Data records:

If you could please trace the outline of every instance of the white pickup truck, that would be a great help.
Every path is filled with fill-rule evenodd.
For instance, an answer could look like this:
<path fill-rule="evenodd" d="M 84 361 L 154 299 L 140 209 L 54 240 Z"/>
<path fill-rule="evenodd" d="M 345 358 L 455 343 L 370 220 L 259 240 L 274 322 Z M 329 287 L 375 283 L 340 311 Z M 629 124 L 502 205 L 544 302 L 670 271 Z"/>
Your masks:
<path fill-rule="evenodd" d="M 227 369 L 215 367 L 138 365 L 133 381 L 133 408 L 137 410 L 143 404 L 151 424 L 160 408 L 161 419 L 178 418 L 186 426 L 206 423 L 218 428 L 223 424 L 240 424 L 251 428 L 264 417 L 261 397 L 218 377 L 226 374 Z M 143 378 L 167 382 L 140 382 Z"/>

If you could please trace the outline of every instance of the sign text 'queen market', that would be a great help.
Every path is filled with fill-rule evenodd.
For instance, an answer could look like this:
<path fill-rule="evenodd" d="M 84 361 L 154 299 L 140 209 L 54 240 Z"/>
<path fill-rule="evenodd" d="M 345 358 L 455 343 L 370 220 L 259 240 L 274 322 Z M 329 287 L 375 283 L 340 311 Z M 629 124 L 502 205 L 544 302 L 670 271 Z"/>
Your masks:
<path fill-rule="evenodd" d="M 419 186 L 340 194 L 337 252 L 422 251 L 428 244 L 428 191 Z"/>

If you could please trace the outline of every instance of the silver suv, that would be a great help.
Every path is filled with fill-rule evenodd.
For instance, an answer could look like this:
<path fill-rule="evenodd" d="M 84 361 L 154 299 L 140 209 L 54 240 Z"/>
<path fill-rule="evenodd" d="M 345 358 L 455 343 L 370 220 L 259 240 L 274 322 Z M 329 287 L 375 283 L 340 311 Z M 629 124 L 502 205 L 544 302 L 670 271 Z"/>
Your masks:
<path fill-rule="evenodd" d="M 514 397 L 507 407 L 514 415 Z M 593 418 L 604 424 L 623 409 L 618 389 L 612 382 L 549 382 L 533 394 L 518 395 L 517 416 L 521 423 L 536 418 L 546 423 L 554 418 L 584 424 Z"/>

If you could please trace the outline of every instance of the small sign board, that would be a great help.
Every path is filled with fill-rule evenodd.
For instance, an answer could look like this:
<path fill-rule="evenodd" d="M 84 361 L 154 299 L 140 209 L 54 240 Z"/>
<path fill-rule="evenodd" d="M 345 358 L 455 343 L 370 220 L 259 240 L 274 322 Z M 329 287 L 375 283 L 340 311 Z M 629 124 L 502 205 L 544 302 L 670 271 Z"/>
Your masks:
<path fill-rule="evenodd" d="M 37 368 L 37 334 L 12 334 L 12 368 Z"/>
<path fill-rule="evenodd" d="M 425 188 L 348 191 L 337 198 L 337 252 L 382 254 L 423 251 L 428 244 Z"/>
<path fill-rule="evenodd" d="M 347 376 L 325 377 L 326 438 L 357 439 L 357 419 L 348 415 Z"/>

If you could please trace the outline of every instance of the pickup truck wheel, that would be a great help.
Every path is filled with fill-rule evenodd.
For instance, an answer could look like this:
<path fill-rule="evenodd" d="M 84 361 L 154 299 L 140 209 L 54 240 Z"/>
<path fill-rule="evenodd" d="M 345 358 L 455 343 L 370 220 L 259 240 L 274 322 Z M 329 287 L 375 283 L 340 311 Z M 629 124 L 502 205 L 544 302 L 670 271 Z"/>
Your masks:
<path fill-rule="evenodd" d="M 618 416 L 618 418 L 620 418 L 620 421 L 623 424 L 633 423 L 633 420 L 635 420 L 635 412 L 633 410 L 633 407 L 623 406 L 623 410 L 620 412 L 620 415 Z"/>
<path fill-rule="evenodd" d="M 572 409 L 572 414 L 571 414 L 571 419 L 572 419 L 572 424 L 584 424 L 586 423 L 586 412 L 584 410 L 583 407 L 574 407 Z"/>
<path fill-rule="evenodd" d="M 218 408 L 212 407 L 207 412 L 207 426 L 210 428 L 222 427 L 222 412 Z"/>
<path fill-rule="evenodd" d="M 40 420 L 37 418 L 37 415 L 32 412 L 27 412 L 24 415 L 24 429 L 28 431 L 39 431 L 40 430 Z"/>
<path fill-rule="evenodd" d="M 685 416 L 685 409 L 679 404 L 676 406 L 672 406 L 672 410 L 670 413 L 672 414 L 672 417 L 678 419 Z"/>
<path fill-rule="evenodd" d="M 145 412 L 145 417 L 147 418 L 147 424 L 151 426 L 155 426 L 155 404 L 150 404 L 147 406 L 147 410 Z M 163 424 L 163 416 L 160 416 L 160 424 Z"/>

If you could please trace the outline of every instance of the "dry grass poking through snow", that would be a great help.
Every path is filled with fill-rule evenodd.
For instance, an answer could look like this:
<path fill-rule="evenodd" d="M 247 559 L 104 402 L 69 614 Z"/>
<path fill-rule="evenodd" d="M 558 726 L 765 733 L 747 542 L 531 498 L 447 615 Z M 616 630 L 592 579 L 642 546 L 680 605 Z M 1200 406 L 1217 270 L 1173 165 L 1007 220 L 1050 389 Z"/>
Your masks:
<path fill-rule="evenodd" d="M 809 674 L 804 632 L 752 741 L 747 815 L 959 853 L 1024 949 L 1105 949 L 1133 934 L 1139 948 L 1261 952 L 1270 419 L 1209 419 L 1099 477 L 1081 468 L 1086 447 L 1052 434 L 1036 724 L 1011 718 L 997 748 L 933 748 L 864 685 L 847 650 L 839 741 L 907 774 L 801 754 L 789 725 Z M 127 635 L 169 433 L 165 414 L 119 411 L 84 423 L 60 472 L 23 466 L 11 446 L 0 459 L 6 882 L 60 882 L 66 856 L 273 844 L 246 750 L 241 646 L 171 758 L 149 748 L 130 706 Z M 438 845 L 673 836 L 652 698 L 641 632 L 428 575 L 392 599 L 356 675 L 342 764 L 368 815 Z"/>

→ EXERCISE
Rewrite every entry above, substituting "that would be much appreciated" for each occurrence of "that would be a great help" and changing nothing else.

→ RESULT OF THIS EXERCISE
If you could please trace the outline of every instance of the white pickup truck, that would be much appreciated.
Every path is filled with fill-rule evenodd.
For instance, an answer could look like this:
<path fill-rule="evenodd" d="M 84 361 L 154 299 L 140 209 L 54 240 Z"/>
<path fill-rule="evenodd" d="M 345 358 L 455 343 L 370 220 L 259 240 L 274 322 Z M 329 287 L 375 283 L 340 311 Z M 629 124 L 502 205 L 544 302 L 670 271 Z"/>
Your masks:
<path fill-rule="evenodd" d="M 227 369 L 215 367 L 138 365 L 133 381 L 133 408 L 137 410 L 143 404 L 151 424 L 160 408 L 161 419 L 178 418 L 186 426 L 206 423 L 218 428 L 223 424 L 240 424 L 251 428 L 264 417 L 261 397 L 218 377 L 226 374 Z M 143 378 L 167 382 L 140 382 Z"/>

If you could please trace the outline of every instance of the sign text 'queen market', that would be much appreciated.
Every path is filled with fill-rule evenodd.
For instance, an answer could look like this:
<path fill-rule="evenodd" d="M 84 361 L 154 299 L 140 209 L 54 240 Z"/>
<path fill-rule="evenodd" d="M 345 358 L 455 343 L 370 220 L 259 240 L 274 322 Z M 329 287 L 375 283 L 340 311 Z M 629 124 L 502 205 L 544 302 L 670 271 Z"/>
Your masks:
<path fill-rule="evenodd" d="M 419 186 L 340 194 L 337 252 L 422 251 L 428 244 L 428 191 Z"/>

If you could please trace the outline of every instance of the silver suv, that would be much appreciated.
Every path is filled with fill-rule evenodd.
For instance, an answer could look like this:
<path fill-rule="evenodd" d="M 84 361 L 154 299 L 140 209 L 54 240 Z"/>
<path fill-rule="evenodd" d="M 345 358 L 455 343 L 370 220 L 259 240 L 274 322 Z M 329 287 L 375 283 L 340 311 Z M 629 124 L 502 205 L 544 302 L 670 271 Z"/>
Your masks:
<path fill-rule="evenodd" d="M 514 397 L 507 407 L 514 415 Z M 593 418 L 604 424 L 623 409 L 618 389 L 612 382 L 549 382 L 533 394 L 518 395 L 517 416 L 521 423 L 536 418 L 546 423 L 554 418 L 584 424 Z"/>

If you could please trace the outline of every instance of the small sign board, that would be much appreciated.
Every path is filled with fill-rule evenodd.
For instance, an answer could look like this:
<path fill-rule="evenodd" d="M 84 361 L 154 299 L 140 209 L 54 240 Z"/>
<path fill-rule="evenodd" d="M 345 358 L 455 343 L 370 220 L 259 240 L 274 322 Z M 329 287 L 375 283 L 340 311 Z M 629 124 L 502 205 L 544 302 L 670 271 Z"/>
Your masks:
<path fill-rule="evenodd" d="M 37 368 L 37 334 L 12 334 L 12 368 Z"/>
<path fill-rule="evenodd" d="M 425 188 L 348 191 L 337 198 L 337 252 L 382 254 L 423 251 L 428 244 Z"/>
<path fill-rule="evenodd" d="M 347 376 L 325 377 L 326 438 L 357 439 L 357 419 L 348 415 Z"/>

If you could please trace the outline of every instance of the pickup truck wheel, that would be much appreciated.
Every path is filled with fill-rule evenodd.
For instance, an answer could look like this:
<path fill-rule="evenodd" d="M 84 361 L 154 299 L 140 209 L 54 240 Z"/>
<path fill-rule="evenodd" d="M 345 358 L 455 343 L 370 220 L 259 240 L 274 322 Z M 329 287 L 375 283 L 340 311 Z M 629 124 L 502 205 L 544 302 L 670 271 Z"/>
Your masks:
<path fill-rule="evenodd" d="M 618 416 L 618 418 L 620 418 L 620 421 L 623 424 L 633 423 L 633 420 L 635 420 L 635 412 L 633 410 L 633 407 L 623 406 L 623 410 L 620 412 L 620 415 Z"/>
<path fill-rule="evenodd" d="M 572 409 L 572 414 L 571 414 L 571 419 L 572 419 L 572 424 L 584 424 L 586 423 L 586 412 L 584 410 L 583 407 L 574 407 Z"/>
<path fill-rule="evenodd" d="M 218 408 L 212 407 L 207 412 L 207 426 L 210 428 L 222 427 L 222 412 Z"/>
<path fill-rule="evenodd" d="M 40 420 L 37 418 L 37 415 L 32 412 L 27 412 L 24 415 L 24 429 L 28 431 L 39 431 L 40 430 Z"/>
<path fill-rule="evenodd" d="M 685 416 L 685 409 L 679 404 L 676 406 L 672 406 L 672 410 L 670 413 L 672 414 L 672 417 L 678 419 Z"/>
<path fill-rule="evenodd" d="M 145 412 L 145 417 L 147 418 L 147 424 L 151 426 L 155 426 L 155 404 L 150 404 L 147 406 L 147 410 Z M 163 424 L 163 416 L 160 416 L 160 424 Z"/>

If you could please trace the outline of every instance of the "dry grass poking through snow", that would be much appreciated.
Every path is filled with fill-rule evenodd.
For instance, an answer could look like this:
<path fill-rule="evenodd" d="M 247 559 L 104 402 L 69 614 Z"/>
<path fill-rule="evenodd" d="M 558 726 L 765 733 L 747 542 L 531 498 L 447 615 Z M 616 630 L 592 579 L 642 546 L 680 605 Z M 1200 406 L 1217 270 L 1173 165 L 1007 220 L 1050 389 Z"/>
Your masks:
<path fill-rule="evenodd" d="M 809 674 L 804 632 L 752 741 L 747 815 L 959 853 L 1024 949 L 1105 949 L 1133 934 L 1139 948 L 1261 952 L 1270 419 L 1209 419 L 1099 477 L 1081 468 L 1086 447 L 1052 434 L 1036 724 L 1011 718 L 997 748 L 933 748 L 864 685 L 847 650 L 839 741 L 907 774 L 801 754 L 789 725 Z M 127 635 L 169 433 L 165 414 L 119 411 L 84 423 L 60 472 L 23 466 L 11 446 L 0 459 L 6 882 L 60 882 L 66 856 L 273 844 L 246 750 L 241 646 L 171 758 L 149 748 L 130 706 Z M 438 845 L 673 836 L 652 698 L 641 632 L 428 575 L 392 599 L 356 675 L 342 764 L 368 815 Z"/>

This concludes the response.